------ Reading text ------

Supreme Court leaked abortion draft: U-M experts can comment on political, health effects
ANN ARBOR—The U.S. Supreme Court acknowledged a leaked draft opinion on Roe v. Wade, the landmark 1973 court decision that granted federal protection of abortion rights. The University of Michigan has experts who can weigh in on the potential decision, which is expected to be formally announced before the term ends this summer.
Below are the ISR-affiliated U-M experts that can comment on the effects:
Sarah Miller is an assistant professor of business economics and public policy and faculty associate at the Population Studies Center at the Institute for Social Research. She researches health care and health economics and recently published a paper on the economic consequences of being denied an abortion.
“Our recent study compared women who are denied abortions on the basis of gestational age to women who sought and obtained abortions slightly earlier in the pregnancy,” she said. “Those denied abortions experience a spike in financial problems—including serious financial problems such as bankruptcies—that persisted for many years. If Roe v. Wade is overturned, millions will be put in a position where an unplanned pregnancy could expose them to serious long-term financial and economic hardship.”
Contact: 734-647-6978, email@example.com
Josh Pasek is an associate professor of communication and media and faculty associate at the Center for Political Studies in the Institute for Social Research. His research explores how new media and psychological processes each shape political attitudes and behaviors and public opinion. He is also leading a project assessing abortion and public opinion.

------

= Exercise objective =
In the text on the leaked Supreme Court abortion draft, copy word for word the part that begins with the words containing "Below are the" and ends with "denied an abortion.".

------ Entries shown ------

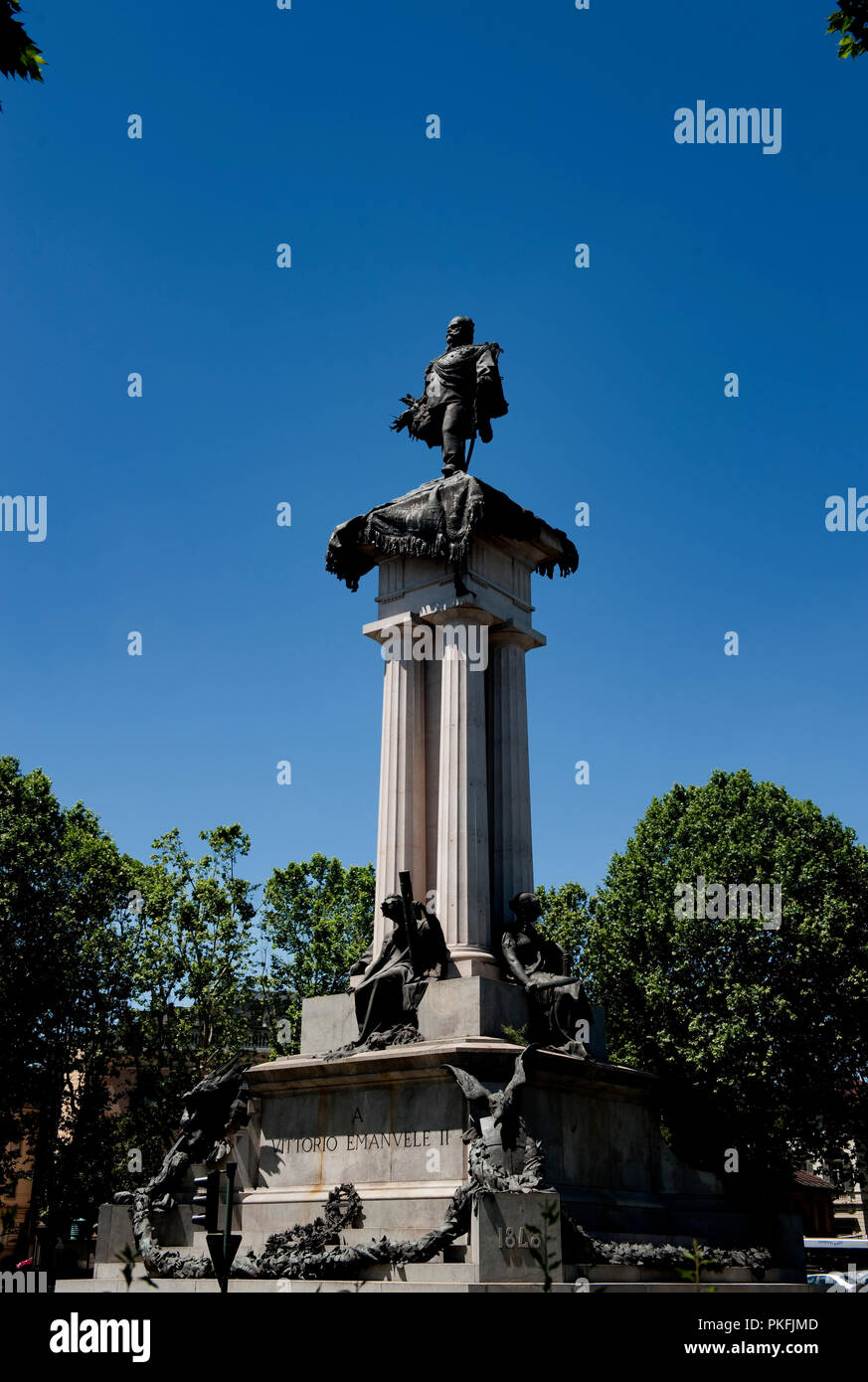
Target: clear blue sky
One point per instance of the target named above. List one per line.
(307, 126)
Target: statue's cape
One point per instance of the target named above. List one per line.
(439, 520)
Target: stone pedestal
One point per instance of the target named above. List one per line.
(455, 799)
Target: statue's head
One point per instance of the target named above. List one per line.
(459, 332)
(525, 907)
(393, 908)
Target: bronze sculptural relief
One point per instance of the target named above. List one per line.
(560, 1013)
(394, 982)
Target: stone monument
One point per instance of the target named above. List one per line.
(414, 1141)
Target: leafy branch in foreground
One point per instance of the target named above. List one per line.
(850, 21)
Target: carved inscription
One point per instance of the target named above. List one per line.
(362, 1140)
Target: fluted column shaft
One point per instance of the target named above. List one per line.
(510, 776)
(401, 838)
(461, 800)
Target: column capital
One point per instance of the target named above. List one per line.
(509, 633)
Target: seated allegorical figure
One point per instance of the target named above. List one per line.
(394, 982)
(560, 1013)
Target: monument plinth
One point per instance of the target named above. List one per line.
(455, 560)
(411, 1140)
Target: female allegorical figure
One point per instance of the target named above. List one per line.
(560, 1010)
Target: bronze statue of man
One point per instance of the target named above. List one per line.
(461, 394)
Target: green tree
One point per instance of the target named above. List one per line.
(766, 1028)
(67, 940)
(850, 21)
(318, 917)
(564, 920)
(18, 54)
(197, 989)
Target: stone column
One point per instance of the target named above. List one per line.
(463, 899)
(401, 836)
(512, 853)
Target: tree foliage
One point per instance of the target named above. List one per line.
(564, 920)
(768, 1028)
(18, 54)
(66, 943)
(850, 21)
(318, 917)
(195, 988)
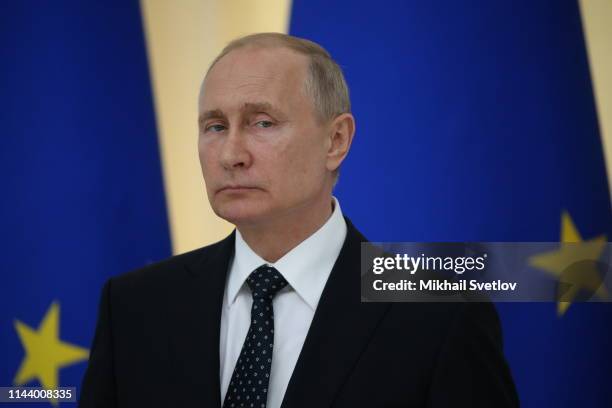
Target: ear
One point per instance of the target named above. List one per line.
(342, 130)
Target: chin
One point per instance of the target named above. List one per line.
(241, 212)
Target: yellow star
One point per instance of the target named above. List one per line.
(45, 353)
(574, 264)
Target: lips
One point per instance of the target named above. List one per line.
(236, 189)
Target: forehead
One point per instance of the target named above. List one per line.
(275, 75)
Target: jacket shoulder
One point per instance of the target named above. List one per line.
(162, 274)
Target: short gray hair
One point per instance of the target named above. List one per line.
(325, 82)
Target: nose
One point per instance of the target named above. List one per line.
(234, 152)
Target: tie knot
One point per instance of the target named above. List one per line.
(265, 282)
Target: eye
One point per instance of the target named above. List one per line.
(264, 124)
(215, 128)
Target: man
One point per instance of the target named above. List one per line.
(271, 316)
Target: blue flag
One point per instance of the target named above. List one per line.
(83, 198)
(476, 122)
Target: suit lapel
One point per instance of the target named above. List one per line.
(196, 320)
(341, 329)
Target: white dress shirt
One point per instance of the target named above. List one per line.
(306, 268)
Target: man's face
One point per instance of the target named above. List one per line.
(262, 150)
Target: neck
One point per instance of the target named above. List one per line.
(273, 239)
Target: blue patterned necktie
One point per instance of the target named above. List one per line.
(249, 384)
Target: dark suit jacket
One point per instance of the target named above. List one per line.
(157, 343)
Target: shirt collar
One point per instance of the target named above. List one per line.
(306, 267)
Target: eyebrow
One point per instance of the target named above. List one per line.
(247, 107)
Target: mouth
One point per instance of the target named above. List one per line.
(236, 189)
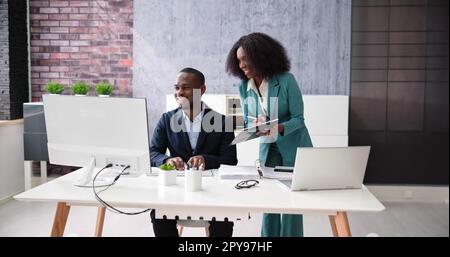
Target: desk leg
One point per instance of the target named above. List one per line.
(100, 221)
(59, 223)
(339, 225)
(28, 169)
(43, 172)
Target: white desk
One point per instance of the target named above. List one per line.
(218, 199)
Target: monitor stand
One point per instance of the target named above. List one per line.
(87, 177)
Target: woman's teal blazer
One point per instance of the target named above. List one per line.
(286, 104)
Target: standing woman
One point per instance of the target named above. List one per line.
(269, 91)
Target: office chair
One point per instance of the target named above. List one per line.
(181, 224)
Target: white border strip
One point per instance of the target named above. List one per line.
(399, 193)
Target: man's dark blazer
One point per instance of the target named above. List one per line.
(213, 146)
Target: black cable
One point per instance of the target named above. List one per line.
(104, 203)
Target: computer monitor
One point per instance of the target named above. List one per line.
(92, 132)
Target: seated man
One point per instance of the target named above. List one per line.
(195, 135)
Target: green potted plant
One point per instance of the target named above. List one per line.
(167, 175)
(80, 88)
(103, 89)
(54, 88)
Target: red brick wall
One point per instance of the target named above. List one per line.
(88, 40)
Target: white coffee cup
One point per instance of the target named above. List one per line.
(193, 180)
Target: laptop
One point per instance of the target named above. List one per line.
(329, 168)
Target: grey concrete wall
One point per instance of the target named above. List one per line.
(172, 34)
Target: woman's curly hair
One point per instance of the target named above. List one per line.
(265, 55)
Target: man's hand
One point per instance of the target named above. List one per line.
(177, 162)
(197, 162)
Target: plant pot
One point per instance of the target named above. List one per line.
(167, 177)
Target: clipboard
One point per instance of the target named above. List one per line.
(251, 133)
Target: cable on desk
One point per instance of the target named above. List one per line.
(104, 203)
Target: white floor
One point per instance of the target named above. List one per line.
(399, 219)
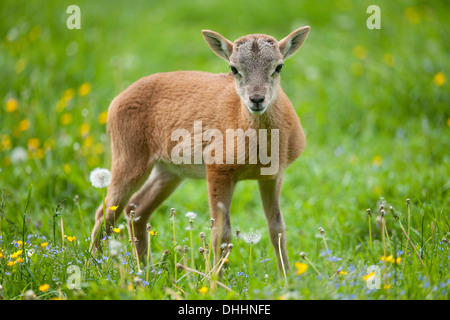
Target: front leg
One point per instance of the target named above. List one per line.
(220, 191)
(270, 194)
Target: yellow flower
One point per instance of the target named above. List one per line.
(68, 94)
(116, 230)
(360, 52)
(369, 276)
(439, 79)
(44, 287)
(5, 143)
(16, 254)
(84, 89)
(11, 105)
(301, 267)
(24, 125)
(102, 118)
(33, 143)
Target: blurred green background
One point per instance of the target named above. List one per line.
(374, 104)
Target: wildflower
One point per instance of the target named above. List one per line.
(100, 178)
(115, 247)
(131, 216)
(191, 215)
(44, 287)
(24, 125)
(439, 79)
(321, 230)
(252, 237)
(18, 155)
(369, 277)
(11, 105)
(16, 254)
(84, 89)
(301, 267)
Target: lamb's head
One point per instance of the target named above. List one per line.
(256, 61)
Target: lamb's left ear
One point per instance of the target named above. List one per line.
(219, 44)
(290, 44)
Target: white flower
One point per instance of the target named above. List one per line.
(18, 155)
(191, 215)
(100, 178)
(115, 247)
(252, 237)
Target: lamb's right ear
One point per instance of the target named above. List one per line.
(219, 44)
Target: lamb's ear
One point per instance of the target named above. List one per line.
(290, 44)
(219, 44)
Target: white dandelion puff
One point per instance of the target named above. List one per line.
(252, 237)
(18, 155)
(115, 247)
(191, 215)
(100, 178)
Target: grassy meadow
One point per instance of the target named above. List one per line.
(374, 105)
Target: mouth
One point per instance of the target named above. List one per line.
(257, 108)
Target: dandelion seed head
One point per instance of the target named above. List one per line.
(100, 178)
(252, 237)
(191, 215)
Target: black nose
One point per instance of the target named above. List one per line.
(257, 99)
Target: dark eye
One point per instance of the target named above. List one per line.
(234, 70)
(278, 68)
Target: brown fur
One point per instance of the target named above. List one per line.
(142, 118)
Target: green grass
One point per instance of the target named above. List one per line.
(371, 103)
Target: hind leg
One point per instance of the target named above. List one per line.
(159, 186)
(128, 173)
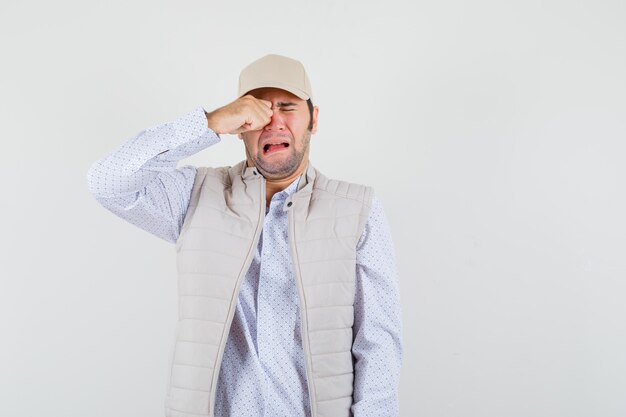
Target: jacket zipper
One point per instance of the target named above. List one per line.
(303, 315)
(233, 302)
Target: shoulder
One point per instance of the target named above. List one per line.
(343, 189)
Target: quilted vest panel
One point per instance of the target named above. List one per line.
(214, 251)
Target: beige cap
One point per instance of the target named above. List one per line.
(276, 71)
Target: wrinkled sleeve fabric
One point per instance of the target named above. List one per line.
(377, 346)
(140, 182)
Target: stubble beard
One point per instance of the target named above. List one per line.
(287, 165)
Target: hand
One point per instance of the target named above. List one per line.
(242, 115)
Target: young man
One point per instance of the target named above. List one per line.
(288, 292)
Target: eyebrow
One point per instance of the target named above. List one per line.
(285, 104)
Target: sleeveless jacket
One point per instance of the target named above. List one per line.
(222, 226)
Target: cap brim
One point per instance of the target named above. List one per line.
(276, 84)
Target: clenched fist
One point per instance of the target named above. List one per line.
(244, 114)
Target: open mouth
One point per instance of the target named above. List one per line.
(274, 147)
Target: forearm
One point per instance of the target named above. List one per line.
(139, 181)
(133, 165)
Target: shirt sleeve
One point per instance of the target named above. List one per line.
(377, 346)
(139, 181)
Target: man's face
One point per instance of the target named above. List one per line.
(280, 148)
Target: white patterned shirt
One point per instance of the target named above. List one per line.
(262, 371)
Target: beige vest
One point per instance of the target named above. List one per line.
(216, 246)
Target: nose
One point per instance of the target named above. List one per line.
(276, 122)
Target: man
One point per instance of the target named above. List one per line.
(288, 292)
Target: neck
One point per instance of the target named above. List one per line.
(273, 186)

------

= Solution below =
Below are the ISR-affiliated U-M experts that can comment on the effects:
Sarah Miller is an assistant professor of business economics and public policy and faculty associate at the Population Studies Center at the Institute for Social Research. She researches health care and health economics and recently published a paper on the economic consequences of being denied an abortion.